_Written instruction_. Which of the lines below contain the word "roof"? Sift them out and copy each one in full.

[BEGIN]

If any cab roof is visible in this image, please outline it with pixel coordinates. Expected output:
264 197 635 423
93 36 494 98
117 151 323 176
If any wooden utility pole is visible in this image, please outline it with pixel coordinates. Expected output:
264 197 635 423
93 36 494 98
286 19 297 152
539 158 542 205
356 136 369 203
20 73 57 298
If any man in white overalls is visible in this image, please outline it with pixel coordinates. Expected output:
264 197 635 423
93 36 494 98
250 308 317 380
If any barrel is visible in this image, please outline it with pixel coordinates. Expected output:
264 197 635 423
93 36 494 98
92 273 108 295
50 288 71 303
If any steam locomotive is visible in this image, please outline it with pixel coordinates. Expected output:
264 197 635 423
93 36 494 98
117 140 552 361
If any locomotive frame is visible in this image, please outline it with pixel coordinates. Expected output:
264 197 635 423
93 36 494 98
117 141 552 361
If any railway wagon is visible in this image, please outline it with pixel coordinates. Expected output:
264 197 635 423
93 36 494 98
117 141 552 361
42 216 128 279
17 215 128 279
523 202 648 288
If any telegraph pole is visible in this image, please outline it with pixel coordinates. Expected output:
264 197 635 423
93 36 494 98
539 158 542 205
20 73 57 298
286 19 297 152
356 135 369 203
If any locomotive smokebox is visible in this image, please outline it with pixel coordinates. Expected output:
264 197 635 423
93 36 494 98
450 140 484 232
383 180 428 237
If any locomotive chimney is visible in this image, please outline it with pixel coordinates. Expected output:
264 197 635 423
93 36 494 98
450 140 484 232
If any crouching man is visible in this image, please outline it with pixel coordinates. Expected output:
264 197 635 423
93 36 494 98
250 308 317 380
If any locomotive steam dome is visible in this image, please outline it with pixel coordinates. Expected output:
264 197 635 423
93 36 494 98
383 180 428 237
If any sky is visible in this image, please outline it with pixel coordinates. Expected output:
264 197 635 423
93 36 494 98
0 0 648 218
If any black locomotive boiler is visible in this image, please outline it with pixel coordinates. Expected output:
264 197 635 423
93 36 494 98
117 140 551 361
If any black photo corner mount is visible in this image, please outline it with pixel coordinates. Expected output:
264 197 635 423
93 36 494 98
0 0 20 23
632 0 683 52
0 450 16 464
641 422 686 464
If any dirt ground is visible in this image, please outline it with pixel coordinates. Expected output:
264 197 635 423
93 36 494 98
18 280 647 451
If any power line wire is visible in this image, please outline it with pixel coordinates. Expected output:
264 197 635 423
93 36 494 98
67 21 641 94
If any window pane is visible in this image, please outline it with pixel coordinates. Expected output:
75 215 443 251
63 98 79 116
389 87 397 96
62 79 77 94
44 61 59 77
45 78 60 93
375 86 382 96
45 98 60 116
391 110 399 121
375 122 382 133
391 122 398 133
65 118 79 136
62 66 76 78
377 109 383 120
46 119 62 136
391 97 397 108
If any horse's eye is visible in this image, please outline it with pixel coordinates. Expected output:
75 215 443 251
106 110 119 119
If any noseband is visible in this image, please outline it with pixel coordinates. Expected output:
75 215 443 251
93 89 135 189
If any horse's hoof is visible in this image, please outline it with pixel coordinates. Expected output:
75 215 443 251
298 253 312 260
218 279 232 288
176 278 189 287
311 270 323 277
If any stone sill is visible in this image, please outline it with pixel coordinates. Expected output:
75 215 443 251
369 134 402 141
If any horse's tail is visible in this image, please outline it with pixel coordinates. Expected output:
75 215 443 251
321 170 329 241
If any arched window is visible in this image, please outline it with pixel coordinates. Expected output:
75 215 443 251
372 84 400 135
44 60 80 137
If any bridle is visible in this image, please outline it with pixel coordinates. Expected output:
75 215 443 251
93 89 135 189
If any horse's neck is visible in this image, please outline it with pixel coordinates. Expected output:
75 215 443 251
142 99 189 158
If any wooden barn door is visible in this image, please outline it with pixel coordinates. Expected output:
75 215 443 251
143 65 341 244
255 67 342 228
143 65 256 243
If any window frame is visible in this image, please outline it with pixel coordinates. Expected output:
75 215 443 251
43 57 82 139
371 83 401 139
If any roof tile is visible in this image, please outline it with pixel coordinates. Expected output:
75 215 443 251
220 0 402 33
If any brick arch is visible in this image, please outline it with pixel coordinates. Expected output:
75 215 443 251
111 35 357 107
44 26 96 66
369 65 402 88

[END]

_Completed task_.
If any cab roof is visible in this image, please outline it with pixel coordinates. Expected output:
If any roof tile is visible in this image, please outline it with pixel coordinates. Expected output:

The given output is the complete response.